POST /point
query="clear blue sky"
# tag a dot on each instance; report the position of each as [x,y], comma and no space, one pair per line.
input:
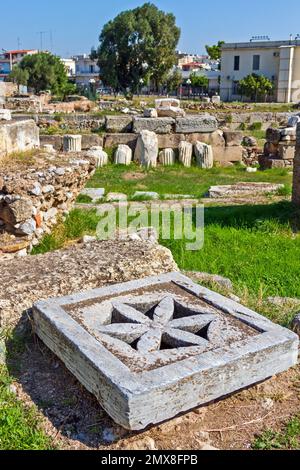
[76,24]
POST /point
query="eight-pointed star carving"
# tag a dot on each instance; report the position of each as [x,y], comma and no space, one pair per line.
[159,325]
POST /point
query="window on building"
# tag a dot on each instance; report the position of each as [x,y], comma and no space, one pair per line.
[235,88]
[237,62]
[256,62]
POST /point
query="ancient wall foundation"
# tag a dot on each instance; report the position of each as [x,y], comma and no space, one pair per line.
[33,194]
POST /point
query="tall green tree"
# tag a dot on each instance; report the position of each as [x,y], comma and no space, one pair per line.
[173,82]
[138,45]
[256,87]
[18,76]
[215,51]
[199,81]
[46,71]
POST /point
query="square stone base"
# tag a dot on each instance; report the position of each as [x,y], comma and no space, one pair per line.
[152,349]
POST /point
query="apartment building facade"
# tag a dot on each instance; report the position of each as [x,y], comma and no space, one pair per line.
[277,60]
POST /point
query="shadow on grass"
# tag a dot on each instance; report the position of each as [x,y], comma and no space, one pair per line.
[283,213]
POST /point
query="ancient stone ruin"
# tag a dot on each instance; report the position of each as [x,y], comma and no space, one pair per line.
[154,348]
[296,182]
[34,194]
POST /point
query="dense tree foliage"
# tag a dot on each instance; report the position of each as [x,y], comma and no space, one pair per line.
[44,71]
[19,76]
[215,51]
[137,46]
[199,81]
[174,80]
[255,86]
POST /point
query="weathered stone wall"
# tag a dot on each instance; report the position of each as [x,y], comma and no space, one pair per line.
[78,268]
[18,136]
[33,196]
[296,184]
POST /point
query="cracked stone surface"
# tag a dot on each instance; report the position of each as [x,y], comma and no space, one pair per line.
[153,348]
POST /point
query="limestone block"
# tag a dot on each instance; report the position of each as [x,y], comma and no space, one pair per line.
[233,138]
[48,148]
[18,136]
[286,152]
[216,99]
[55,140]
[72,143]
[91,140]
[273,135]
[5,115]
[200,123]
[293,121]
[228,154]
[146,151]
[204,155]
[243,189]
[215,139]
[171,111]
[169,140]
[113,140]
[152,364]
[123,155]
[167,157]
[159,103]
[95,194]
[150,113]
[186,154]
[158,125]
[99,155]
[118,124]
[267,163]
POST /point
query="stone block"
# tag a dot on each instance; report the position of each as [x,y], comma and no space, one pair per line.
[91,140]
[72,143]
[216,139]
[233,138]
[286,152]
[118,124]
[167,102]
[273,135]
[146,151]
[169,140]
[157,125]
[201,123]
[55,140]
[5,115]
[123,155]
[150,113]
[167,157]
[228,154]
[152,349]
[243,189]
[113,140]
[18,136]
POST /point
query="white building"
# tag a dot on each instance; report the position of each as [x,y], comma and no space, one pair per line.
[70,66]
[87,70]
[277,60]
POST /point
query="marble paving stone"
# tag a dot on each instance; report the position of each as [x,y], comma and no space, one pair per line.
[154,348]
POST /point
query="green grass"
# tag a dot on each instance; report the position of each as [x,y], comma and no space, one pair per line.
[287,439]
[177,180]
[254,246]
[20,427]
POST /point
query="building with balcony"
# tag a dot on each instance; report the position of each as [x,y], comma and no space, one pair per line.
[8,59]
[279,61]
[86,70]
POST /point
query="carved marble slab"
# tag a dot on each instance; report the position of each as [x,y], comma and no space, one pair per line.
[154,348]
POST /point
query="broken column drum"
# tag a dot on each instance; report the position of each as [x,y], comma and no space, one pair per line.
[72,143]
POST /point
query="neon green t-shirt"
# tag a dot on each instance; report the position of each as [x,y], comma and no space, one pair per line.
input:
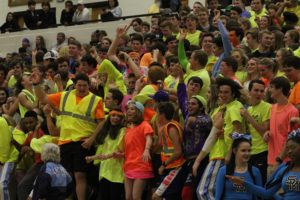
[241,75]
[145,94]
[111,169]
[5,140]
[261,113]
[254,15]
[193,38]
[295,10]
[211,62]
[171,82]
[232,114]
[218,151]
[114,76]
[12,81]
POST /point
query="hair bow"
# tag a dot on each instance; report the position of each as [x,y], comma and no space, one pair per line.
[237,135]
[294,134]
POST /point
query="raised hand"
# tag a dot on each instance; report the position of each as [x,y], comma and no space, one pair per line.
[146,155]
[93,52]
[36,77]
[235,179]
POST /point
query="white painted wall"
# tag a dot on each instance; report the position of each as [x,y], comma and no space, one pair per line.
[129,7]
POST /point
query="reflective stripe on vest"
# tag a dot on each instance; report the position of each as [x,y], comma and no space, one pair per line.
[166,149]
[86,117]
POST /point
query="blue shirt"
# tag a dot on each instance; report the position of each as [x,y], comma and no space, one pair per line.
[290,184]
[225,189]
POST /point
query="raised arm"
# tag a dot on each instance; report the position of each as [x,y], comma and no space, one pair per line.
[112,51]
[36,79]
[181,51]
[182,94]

# # # # # # #

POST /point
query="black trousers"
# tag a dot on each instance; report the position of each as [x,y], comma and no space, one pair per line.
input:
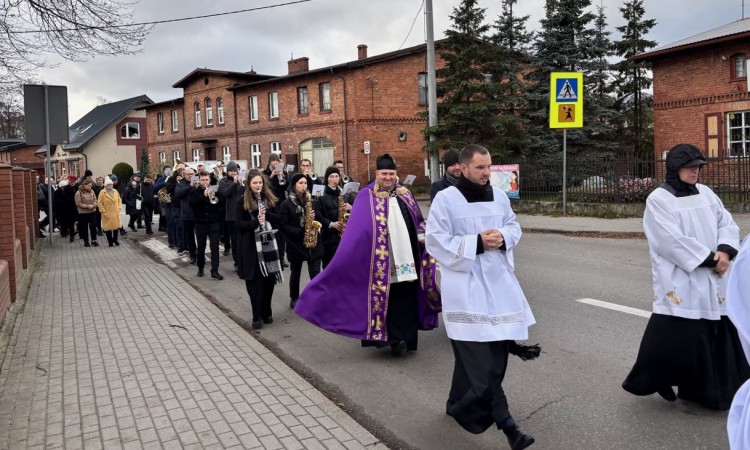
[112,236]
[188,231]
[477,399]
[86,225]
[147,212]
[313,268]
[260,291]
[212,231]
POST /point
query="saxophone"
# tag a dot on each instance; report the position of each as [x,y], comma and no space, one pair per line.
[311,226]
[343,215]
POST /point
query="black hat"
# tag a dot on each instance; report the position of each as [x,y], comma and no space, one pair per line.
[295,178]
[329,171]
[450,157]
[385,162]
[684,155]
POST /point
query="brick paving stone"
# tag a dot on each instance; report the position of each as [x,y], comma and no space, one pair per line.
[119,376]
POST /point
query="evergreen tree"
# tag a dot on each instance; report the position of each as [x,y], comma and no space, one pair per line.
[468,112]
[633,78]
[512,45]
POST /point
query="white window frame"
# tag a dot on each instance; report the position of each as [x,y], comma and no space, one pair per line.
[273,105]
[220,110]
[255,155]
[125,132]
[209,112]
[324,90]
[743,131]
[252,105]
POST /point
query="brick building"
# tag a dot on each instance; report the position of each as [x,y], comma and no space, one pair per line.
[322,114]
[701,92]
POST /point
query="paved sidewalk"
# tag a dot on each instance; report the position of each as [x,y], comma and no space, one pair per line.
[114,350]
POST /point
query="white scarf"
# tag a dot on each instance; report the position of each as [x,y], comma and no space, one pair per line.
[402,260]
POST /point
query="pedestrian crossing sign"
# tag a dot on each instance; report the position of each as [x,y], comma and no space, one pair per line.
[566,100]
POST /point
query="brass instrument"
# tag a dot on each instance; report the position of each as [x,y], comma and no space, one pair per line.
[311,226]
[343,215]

# # # # # # #

> GIVEN REQUEST
Extract every line above that contains the word "wall", treating uppercase and lowercase as different.

> SOLUTION FOR THIS EXERCISE
query="ancient wall foundation"
query="weathered stone wall"
query="white painted wall"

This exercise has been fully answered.